— Stored data entries —
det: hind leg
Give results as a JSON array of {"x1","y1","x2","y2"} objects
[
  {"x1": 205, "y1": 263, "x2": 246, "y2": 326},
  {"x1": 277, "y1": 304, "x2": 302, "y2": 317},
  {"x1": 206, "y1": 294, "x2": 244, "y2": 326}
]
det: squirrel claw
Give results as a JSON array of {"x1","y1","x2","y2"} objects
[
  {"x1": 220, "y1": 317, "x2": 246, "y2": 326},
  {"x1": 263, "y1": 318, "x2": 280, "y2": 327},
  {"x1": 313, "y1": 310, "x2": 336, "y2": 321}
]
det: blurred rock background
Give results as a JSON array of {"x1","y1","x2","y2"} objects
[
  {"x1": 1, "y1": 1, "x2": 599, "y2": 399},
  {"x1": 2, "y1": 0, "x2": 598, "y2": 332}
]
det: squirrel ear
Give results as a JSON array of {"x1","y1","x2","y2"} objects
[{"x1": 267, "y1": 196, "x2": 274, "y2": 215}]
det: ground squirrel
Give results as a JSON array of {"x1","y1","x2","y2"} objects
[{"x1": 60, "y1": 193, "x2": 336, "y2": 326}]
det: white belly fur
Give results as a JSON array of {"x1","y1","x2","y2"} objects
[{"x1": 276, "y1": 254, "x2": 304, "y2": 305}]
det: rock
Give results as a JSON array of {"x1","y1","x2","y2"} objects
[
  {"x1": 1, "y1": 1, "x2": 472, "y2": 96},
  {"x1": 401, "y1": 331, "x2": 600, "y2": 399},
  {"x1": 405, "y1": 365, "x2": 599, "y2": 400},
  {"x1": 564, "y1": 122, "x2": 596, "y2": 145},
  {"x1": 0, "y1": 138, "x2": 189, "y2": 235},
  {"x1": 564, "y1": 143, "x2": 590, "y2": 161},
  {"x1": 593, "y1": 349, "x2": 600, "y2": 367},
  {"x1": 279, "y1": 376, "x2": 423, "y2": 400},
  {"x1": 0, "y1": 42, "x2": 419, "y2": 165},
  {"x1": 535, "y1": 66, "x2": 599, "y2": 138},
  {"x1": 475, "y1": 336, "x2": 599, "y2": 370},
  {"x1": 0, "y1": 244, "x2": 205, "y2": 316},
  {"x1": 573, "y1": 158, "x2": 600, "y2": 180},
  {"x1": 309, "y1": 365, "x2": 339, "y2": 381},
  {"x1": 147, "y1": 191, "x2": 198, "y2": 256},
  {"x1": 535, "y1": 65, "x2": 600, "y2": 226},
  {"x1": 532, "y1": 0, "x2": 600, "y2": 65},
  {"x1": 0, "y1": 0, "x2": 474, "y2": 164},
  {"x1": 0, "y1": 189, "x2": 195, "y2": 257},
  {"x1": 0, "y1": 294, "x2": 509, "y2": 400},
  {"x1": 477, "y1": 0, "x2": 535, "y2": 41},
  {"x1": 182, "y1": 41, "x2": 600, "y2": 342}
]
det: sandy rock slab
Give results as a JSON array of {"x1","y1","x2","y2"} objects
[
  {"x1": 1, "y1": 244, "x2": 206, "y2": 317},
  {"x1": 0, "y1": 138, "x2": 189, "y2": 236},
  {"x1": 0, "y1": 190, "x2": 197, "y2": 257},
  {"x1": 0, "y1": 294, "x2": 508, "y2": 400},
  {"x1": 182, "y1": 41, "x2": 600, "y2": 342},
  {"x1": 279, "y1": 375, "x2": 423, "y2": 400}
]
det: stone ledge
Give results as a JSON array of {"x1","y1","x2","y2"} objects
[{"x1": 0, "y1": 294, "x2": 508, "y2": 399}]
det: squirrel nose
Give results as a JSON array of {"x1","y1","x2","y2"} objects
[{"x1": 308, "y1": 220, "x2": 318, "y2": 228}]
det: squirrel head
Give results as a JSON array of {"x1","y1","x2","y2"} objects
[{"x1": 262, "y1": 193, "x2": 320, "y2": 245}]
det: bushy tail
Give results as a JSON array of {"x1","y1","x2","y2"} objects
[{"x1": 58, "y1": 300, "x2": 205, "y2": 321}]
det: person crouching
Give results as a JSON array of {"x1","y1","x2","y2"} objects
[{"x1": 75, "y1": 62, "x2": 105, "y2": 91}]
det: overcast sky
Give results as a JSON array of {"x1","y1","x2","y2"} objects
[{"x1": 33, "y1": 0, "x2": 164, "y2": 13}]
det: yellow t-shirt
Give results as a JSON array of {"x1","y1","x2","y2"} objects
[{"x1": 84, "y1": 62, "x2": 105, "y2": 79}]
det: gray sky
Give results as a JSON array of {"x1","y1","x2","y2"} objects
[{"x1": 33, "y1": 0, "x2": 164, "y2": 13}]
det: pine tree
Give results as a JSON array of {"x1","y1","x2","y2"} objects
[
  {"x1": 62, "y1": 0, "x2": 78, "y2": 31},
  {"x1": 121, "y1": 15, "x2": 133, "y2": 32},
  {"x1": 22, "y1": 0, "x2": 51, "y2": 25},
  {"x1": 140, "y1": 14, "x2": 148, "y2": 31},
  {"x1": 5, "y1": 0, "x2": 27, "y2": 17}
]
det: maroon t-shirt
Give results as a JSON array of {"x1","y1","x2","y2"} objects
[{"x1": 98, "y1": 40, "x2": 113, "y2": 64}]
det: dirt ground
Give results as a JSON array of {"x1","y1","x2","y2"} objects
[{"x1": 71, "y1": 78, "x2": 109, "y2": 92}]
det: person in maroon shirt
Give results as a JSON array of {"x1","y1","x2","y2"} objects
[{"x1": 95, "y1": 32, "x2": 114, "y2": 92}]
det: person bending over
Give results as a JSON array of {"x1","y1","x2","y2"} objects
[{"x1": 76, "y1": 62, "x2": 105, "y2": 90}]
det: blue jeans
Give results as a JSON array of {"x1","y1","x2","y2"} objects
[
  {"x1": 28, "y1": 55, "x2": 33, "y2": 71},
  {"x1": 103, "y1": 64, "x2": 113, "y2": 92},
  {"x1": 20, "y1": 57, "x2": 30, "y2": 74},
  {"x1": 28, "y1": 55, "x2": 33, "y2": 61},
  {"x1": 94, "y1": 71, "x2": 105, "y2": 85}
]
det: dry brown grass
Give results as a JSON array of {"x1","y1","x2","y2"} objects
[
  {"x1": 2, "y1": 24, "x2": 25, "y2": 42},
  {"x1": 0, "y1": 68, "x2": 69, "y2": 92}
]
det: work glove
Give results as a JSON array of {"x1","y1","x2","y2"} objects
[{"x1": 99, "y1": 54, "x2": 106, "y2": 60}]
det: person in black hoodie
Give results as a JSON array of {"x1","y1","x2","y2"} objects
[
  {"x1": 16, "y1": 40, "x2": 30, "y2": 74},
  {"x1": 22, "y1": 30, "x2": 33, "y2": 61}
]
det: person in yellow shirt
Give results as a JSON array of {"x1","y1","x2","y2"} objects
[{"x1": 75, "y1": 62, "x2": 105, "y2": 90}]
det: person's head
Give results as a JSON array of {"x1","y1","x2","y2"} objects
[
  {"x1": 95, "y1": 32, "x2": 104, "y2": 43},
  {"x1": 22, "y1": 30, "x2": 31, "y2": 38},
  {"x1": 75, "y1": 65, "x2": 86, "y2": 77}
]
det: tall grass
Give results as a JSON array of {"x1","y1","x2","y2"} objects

— YOUR ASSIGNMENT —
Output all of the data above without any alteration.

— OUTPUT FOR THIS EXERCISE —
det: hind leg
Give results as a JSON array of {"x1","y1","x2","y2"} objects
[
  {"x1": 205, "y1": 263, "x2": 246, "y2": 326},
  {"x1": 277, "y1": 304, "x2": 302, "y2": 317},
  {"x1": 206, "y1": 294, "x2": 244, "y2": 326}
]
det: squirrel claw
Give results as a JSON array of {"x1","y1","x2","y2"} objects
[
  {"x1": 220, "y1": 317, "x2": 246, "y2": 326},
  {"x1": 263, "y1": 318, "x2": 280, "y2": 327},
  {"x1": 313, "y1": 310, "x2": 336, "y2": 321}
]
det: blurred rock background
Give results as a JSON array of {"x1","y1","x2","y2"} objects
[
  {"x1": 1, "y1": 1, "x2": 599, "y2": 399},
  {"x1": 2, "y1": 0, "x2": 598, "y2": 332}
]
det: squirrel ear
Give results as a JSON array of {"x1","y1","x2","y2"} objects
[{"x1": 267, "y1": 196, "x2": 274, "y2": 215}]
det: ground squirrel
Give results as a JSON array of {"x1","y1","x2","y2"} objects
[{"x1": 60, "y1": 193, "x2": 336, "y2": 326}]
det: white belly fur
Give results as a JSON array of {"x1","y1","x2","y2"} objects
[{"x1": 276, "y1": 254, "x2": 304, "y2": 305}]
det: rock
Give results as a JSON array of {"x1","y1","x2","y2"} objects
[
  {"x1": 1, "y1": 1, "x2": 472, "y2": 96},
  {"x1": 401, "y1": 331, "x2": 600, "y2": 399},
  {"x1": 405, "y1": 365, "x2": 599, "y2": 400},
  {"x1": 564, "y1": 122, "x2": 596, "y2": 145},
  {"x1": 0, "y1": 138, "x2": 189, "y2": 235},
  {"x1": 564, "y1": 143, "x2": 590, "y2": 161},
  {"x1": 593, "y1": 349, "x2": 600, "y2": 367},
  {"x1": 279, "y1": 376, "x2": 423, "y2": 400},
  {"x1": 0, "y1": 42, "x2": 419, "y2": 165},
  {"x1": 535, "y1": 66, "x2": 599, "y2": 138},
  {"x1": 475, "y1": 336, "x2": 599, "y2": 370},
  {"x1": 0, "y1": 244, "x2": 205, "y2": 316},
  {"x1": 573, "y1": 158, "x2": 600, "y2": 180},
  {"x1": 309, "y1": 365, "x2": 339, "y2": 381},
  {"x1": 147, "y1": 191, "x2": 198, "y2": 256},
  {"x1": 535, "y1": 65, "x2": 600, "y2": 226},
  {"x1": 532, "y1": 0, "x2": 600, "y2": 65},
  {"x1": 0, "y1": 0, "x2": 474, "y2": 164},
  {"x1": 0, "y1": 189, "x2": 195, "y2": 257},
  {"x1": 0, "y1": 294, "x2": 509, "y2": 400},
  {"x1": 477, "y1": 0, "x2": 535, "y2": 41},
  {"x1": 182, "y1": 41, "x2": 600, "y2": 342}
]
det: sandy rock slab
Give results as a JSON array of {"x1","y1","x2","y2"} objects
[
  {"x1": 1, "y1": 244, "x2": 206, "y2": 317},
  {"x1": 0, "y1": 138, "x2": 189, "y2": 236},
  {"x1": 0, "y1": 190, "x2": 197, "y2": 257},
  {"x1": 0, "y1": 294, "x2": 508, "y2": 400},
  {"x1": 182, "y1": 41, "x2": 600, "y2": 342},
  {"x1": 279, "y1": 375, "x2": 423, "y2": 400}
]
det: stone ledge
Give results as a JSON array of {"x1","y1","x2","y2"} objects
[{"x1": 0, "y1": 294, "x2": 508, "y2": 399}]
det: squirrel nose
Give results as a JSON array of {"x1","y1","x2","y2"} objects
[{"x1": 308, "y1": 220, "x2": 318, "y2": 228}]
det: squirrel head
Give results as a JSON array of {"x1","y1","x2","y2"} objects
[{"x1": 262, "y1": 193, "x2": 320, "y2": 245}]
det: bushy tail
Give results as a JSON array of {"x1","y1","x2","y2"} objects
[{"x1": 58, "y1": 300, "x2": 205, "y2": 321}]
det: person crouching
Give results as a JSON array of {"x1","y1","x2","y2"} objects
[{"x1": 75, "y1": 62, "x2": 105, "y2": 91}]
det: overcast sky
Give results as a JSON array of {"x1","y1","x2","y2"} objects
[{"x1": 33, "y1": 0, "x2": 164, "y2": 13}]
det: yellow t-shirt
Give results as a JSON array of {"x1","y1","x2","y2"} objects
[{"x1": 84, "y1": 62, "x2": 105, "y2": 79}]
det: gray sky
Give results as a JSON array of {"x1","y1","x2","y2"} objects
[{"x1": 33, "y1": 0, "x2": 164, "y2": 13}]
det: pine tree
Give results as a JSON array of {"x1","y1","x2","y2"} objects
[
  {"x1": 62, "y1": 0, "x2": 78, "y2": 31},
  {"x1": 121, "y1": 15, "x2": 133, "y2": 32},
  {"x1": 22, "y1": 0, "x2": 51, "y2": 25},
  {"x1": 140, "y1": 14, "x2": 148, "y2": 31},
  {"x1": 5, "y1": 0, "x2": 27, "y2": 17}
]
det: maroon t-shirt
Give results as a JSON array of {"x1","y1","x2","y2"} objects
[{"x1": 98, "y1": 40, "x2": 113, "y2": 64}]
det: dirt ground
Give results as a JSON array of {"x1","y1","x2","y2"} objects
[{"x1": 71, "y1": 78, "x2": 109, "y2": 92}]
det: person in maroon shirt
Give results as a JSON array of {"x1","y1","x2","y2"} objects
[{"x1": 95, "y1": 32, "x2": 114, "y2": 92}]
det: person bending over
Give results as a JSON array of {"x1","y1","x2","y2"} objects
[{"x1": 76, "y1": 62, "x2": 105, "y2": 90}]
det: blue jeans
Give results as a JSON array of {"x1","y1","x2","y2"} objects
[
  {"x1": 28, "y1": 55, "x2": 33, "y2": 71},
  {"x1": 103, "y1": 64, "x2": 113, "y2": 92},
  {"x1": 20, "y1": 57, "x2": 30, "y2": 74},
  {"x1": 28, "y1": 55, "x2": 33, "y2": 61},
  {"x1": 94, "y1": 71, "x2": 105, "y2": 85}
]
det: dry brown grass
Give results as a JSON array of {"x1","y1","x2","y2"} objects
[
  {"x1": 2, "y1": 24, "x2": 25, "y2": 42},
  {"x1": 0, "y1": 68, "x2": 69, "y2": 92}
]
det: work glove
Give results as a JSON array of {"x1","y1","x2","y2"} objects
[{"x1": 99, "y1": 54, "x2": 106, "y2": 60}]
det: person in black hoodie
Give results as a JSON array of {"x1","y1","x2","y2"} objects
[
  {"x1": 16, "y1": 40, "x2": 30, "y2": 74},
  {"x1": 22, "y1": 30, "x2": 33, "y2": 61}
]
det: person in yellow shirt
Give results as a JSON array of {"x1","y1","x2","y2"} objects
[{"x1": 75, "y1": 62, "x2": 105, "y2": 90}]
det: person's head
Give results as a JSON array of {"x1","y1","x2","y2"} objects
[
  {"x1": 95, "y1": 32, "x2": 104, "y2": 43},
  {"x1": 22, "y1": 30, "x2": 31, "y2": 38},
  {"x1": 75, "y1": 65, "x2": 86, "y2": 77}
]
det: tall grass
Give results as a JSON array of {"x1","y1","x2","y2"} objects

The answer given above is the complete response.